Antikunst mit totem Bischof

Die Stars des deutschen Kunstbetriebs Daniel Richter und Jonathan Meese eröffnen die letzte Station ihrer Wanderausstellung über den toten Erzbischof von Stade mit einem Happening, das die Bedingungen seiner eigenen Rezeption ironisch bricht. Die Kunst bleibt dabei auf der Strecke

von DANIEL WIESE

Der Museumsdirektor versucht locker zu bleiben. Es handele sich hier um „so ‘ne Art Abrissparty“, sagt er, während Fotoapparate klicken und Fernsehkameras in Position gehen. Der Direktor lächelt, doch der Mann zu seiner Linken fällt ihm ins Wort: „Das hat doch was von Krankenhausatmosphäre hier, finden Sie nicht?“ Man habe, versucht der Direktor sich nicht beirren zu lassen, den Künstlern freie Hand gegeben. „Wir haben vorgeschlagen, die Wände einzureißen, aber nichts durften wir machen“, tönt es von links. Gelächter im Saal, die Rede ist beendet.
+ + +
Beantworte diese Fragen zum Artikel über die Wanderausstellung:
1. Welche beiden Künstler eröffnen die letzte Station der Wanderausstellung?
2. Wer ist der Gegenstand der Wanderausstellung?
3. Als was bezeichnet der Museumsdirektor die Veranstaltung?
Die Einträge spielen für die Bearbeitung keine Rolle.

**Daten zur Auswertung**.
+ + +
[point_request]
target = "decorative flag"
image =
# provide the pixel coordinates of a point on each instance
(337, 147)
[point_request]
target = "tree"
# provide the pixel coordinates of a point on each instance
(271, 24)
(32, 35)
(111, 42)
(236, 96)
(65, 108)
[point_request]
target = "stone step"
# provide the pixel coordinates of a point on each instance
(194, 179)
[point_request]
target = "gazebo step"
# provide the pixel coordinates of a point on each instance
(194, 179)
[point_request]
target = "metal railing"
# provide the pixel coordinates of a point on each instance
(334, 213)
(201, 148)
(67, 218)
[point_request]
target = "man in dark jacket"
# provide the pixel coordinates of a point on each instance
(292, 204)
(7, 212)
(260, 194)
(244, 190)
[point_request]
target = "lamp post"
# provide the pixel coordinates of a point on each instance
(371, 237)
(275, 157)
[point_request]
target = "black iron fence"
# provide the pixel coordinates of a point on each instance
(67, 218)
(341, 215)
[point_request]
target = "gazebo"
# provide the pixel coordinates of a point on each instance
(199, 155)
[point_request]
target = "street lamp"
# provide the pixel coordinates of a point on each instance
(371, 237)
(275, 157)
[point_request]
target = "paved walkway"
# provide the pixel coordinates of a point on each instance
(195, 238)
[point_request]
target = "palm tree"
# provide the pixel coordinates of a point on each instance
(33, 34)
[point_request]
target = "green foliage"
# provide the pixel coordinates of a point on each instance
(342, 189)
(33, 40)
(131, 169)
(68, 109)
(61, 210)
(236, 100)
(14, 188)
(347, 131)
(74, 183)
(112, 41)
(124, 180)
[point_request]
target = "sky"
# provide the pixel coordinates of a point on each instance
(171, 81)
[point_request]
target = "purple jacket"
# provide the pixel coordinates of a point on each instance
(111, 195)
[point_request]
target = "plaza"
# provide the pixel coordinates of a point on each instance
+ + +
**Ergebnis**.
1. Daniel Richter und Jonathan Meese.
2. Der tote Erzbischof von Stade.
3. Als „so ‘ne Art Abrissparty“.